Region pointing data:
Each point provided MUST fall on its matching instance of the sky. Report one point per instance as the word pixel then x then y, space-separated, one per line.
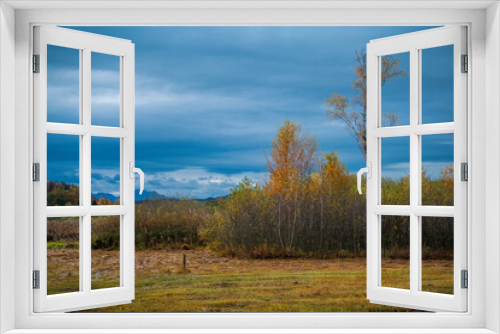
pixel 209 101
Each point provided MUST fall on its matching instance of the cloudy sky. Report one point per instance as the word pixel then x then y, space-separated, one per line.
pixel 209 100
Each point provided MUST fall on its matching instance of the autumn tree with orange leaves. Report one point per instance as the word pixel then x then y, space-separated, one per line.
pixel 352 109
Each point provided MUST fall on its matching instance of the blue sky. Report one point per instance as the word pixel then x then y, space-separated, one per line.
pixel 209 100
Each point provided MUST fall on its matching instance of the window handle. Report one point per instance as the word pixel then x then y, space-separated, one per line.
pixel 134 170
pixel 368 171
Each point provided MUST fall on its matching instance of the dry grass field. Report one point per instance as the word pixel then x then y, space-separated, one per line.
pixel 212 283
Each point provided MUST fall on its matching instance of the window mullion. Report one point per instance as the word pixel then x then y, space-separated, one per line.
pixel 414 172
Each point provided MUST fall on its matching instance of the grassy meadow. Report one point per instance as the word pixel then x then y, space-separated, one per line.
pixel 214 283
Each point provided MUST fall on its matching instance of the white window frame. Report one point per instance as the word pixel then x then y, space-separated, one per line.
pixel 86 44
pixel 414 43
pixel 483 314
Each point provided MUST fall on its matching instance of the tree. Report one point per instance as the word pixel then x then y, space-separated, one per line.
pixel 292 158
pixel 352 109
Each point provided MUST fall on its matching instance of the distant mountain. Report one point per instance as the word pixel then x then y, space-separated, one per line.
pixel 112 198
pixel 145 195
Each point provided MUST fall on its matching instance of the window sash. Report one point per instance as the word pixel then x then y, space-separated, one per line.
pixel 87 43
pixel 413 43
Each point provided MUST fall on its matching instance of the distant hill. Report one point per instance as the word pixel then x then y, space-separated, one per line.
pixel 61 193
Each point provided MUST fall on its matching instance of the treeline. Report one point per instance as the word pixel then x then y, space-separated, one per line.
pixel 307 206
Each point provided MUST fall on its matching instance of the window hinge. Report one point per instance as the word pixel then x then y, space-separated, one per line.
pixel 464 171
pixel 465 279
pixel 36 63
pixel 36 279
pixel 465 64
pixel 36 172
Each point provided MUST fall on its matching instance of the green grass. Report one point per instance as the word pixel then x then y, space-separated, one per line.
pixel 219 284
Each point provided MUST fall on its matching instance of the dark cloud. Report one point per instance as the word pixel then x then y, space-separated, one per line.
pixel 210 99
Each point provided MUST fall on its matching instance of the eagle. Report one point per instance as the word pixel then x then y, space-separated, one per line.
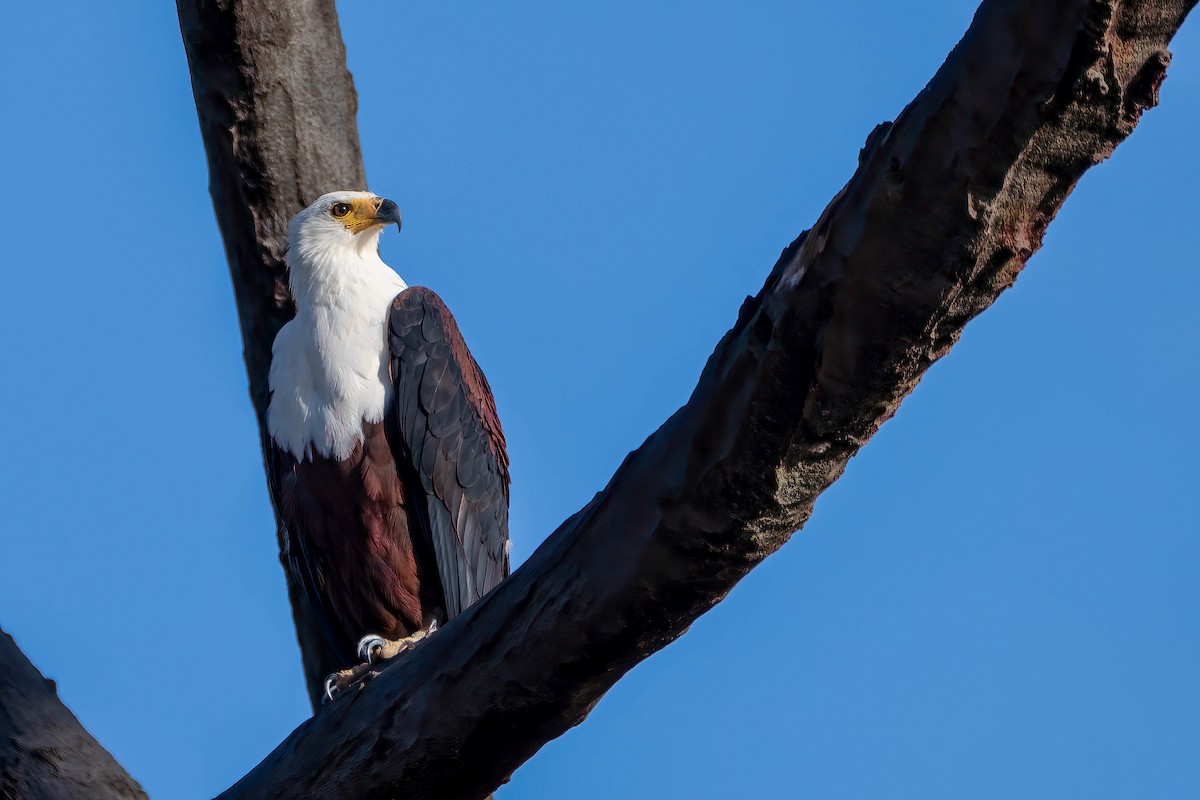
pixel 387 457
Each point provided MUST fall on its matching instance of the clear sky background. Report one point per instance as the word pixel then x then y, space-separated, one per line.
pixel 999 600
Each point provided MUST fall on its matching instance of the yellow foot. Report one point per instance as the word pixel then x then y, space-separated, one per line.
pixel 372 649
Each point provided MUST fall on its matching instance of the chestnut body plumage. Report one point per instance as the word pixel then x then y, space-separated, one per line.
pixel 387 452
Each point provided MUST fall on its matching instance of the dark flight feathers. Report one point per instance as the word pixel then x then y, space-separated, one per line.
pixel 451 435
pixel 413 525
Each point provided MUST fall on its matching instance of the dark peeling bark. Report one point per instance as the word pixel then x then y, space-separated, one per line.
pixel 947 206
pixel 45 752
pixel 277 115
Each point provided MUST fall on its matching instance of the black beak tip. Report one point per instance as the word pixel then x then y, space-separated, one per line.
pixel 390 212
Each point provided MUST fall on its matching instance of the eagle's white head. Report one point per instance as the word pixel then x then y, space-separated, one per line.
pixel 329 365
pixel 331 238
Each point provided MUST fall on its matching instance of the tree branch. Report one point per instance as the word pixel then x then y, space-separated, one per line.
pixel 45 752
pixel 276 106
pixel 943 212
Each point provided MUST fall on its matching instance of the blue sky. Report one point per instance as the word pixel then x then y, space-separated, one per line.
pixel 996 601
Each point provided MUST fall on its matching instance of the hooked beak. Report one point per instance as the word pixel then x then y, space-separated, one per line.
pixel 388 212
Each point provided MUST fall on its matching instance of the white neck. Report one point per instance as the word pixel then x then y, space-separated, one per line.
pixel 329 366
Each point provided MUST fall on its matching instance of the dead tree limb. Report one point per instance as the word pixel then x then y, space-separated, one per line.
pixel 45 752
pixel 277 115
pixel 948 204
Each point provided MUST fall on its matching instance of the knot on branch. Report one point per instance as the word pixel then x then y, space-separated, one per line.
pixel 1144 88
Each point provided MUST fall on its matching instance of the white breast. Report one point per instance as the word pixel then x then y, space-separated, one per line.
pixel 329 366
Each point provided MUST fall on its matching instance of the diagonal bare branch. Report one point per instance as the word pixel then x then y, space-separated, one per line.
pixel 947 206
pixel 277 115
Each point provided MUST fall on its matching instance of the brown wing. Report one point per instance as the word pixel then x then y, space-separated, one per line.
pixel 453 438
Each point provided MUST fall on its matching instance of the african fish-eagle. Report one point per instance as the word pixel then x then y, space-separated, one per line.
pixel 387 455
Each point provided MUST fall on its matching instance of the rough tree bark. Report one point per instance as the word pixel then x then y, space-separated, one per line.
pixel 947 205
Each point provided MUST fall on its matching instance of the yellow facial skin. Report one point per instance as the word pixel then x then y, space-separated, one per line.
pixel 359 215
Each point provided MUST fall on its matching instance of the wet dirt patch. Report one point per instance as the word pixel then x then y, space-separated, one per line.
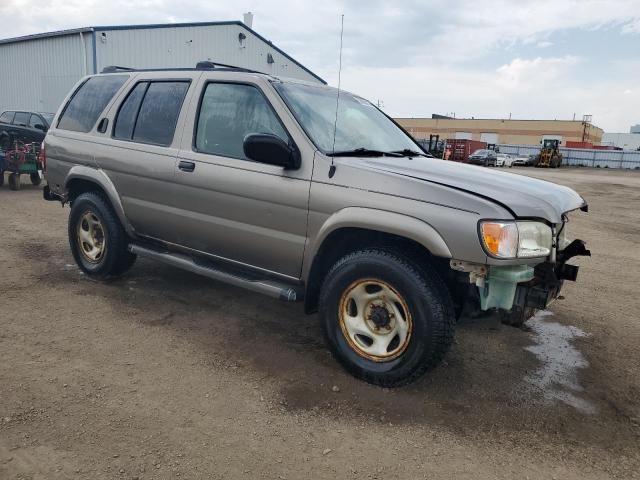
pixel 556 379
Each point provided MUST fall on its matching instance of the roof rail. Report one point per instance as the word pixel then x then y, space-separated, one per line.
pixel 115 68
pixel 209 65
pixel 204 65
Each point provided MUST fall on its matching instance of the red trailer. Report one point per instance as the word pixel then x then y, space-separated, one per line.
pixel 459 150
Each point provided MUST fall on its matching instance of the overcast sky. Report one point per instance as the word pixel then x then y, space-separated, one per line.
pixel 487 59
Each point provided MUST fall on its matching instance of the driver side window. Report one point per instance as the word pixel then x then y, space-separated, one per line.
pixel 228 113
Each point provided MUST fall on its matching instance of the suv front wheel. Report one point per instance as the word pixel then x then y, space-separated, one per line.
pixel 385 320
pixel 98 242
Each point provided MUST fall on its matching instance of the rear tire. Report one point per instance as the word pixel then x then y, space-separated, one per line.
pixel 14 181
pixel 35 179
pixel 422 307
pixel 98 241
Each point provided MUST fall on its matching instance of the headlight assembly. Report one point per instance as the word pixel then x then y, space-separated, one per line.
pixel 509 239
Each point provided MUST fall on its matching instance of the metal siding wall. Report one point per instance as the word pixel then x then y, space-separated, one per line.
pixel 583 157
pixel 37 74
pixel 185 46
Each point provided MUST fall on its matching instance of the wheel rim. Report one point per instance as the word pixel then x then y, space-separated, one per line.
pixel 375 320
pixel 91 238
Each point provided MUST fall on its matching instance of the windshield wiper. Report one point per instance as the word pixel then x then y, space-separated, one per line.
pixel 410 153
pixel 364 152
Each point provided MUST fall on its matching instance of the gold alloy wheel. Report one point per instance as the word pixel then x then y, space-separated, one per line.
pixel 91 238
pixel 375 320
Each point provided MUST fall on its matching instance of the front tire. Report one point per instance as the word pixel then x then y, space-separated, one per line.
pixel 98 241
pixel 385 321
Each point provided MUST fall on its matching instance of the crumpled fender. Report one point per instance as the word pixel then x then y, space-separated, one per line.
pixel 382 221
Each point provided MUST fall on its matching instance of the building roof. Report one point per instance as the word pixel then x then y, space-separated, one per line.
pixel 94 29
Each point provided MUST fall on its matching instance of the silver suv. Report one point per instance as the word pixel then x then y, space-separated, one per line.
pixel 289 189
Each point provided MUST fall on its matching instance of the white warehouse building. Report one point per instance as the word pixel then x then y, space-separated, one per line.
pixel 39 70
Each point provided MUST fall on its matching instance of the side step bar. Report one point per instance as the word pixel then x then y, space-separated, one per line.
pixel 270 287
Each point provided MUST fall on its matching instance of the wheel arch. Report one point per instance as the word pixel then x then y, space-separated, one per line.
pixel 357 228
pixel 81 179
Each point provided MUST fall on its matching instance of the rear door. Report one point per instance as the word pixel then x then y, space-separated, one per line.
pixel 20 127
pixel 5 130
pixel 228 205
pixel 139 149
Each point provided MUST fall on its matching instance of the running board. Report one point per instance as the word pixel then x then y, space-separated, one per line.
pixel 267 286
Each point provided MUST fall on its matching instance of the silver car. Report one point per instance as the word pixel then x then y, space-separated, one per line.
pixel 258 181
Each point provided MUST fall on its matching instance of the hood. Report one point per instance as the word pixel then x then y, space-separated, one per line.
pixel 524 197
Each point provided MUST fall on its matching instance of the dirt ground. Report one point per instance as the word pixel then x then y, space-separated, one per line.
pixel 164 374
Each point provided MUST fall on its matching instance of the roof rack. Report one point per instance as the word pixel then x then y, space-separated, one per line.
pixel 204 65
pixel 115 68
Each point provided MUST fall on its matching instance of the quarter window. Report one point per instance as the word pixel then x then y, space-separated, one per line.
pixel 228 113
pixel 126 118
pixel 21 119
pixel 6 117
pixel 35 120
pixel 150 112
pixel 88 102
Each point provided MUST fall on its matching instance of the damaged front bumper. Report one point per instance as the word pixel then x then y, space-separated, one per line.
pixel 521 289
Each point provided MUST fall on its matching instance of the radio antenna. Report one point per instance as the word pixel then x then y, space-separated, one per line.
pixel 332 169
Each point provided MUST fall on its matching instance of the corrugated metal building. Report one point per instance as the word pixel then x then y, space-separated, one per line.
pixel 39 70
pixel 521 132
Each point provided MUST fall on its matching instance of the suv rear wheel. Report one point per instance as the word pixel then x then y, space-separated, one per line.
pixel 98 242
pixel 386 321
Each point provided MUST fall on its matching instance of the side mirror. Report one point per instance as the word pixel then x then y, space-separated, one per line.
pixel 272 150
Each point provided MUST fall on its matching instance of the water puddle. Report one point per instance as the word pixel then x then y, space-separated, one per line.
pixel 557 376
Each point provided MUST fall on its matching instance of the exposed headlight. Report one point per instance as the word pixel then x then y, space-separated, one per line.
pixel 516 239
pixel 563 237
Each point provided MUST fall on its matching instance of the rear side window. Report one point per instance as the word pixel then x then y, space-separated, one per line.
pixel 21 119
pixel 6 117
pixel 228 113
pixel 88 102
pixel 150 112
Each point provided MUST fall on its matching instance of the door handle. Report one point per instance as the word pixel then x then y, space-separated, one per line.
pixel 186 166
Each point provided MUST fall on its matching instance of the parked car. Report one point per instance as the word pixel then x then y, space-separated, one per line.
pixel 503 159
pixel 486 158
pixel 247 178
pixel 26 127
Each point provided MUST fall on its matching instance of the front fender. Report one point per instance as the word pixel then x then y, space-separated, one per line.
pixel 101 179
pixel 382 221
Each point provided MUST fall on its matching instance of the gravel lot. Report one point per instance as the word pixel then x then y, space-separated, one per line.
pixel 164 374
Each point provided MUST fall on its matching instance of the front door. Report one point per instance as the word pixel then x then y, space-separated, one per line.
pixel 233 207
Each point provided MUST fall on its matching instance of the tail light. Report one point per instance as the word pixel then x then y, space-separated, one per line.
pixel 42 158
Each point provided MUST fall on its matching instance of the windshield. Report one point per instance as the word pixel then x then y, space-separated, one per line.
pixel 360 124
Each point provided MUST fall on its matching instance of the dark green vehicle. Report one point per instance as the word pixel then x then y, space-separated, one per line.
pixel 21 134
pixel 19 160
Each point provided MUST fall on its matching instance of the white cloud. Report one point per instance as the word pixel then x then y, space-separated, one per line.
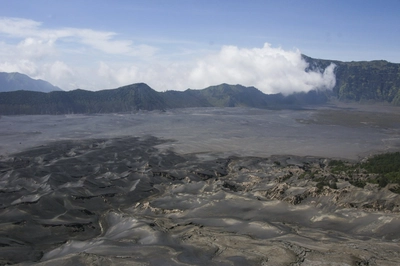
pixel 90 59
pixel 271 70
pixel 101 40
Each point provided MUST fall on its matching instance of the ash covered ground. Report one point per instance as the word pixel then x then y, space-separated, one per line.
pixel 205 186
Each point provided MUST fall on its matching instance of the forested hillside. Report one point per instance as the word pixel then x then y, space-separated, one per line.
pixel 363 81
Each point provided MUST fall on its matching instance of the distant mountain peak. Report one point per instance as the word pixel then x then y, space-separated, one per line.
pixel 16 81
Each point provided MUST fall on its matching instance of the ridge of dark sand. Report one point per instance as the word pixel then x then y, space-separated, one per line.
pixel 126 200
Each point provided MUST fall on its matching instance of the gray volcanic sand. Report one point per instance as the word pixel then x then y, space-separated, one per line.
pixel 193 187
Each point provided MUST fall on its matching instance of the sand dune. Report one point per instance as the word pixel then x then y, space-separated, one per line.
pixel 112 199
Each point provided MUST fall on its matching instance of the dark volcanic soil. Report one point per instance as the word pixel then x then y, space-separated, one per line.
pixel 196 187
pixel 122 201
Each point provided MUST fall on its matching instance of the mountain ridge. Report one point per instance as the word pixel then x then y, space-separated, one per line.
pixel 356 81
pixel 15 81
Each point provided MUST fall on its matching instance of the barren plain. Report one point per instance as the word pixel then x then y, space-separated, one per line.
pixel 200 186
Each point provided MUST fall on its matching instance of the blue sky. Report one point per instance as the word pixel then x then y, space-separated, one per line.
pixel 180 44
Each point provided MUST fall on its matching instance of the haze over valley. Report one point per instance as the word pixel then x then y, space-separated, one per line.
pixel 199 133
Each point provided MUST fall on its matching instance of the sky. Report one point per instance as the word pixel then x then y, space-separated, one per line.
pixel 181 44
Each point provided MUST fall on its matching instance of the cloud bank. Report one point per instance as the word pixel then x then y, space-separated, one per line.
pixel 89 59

What to do:
Set down exactly, and only, the lines of the data above from the line containing "of the haze" through the last one.

Answer section:
Each point provided MUST fall on its matching instance of the haze over valley. Report one point per instance as the word pixel then x then y, space-separated, one per line.
pixel 199 133
Each point provided MUST fall on its matching instance of the sky. Report one point per instance as the word pixel then x then y, space-separated, one per line.
pixel 181 44
Each point provided MUST fall on its matching instance of the cloud bank. Report one point per instance as the word pixel then x then y, space-separated, one per line.
pixel 89 59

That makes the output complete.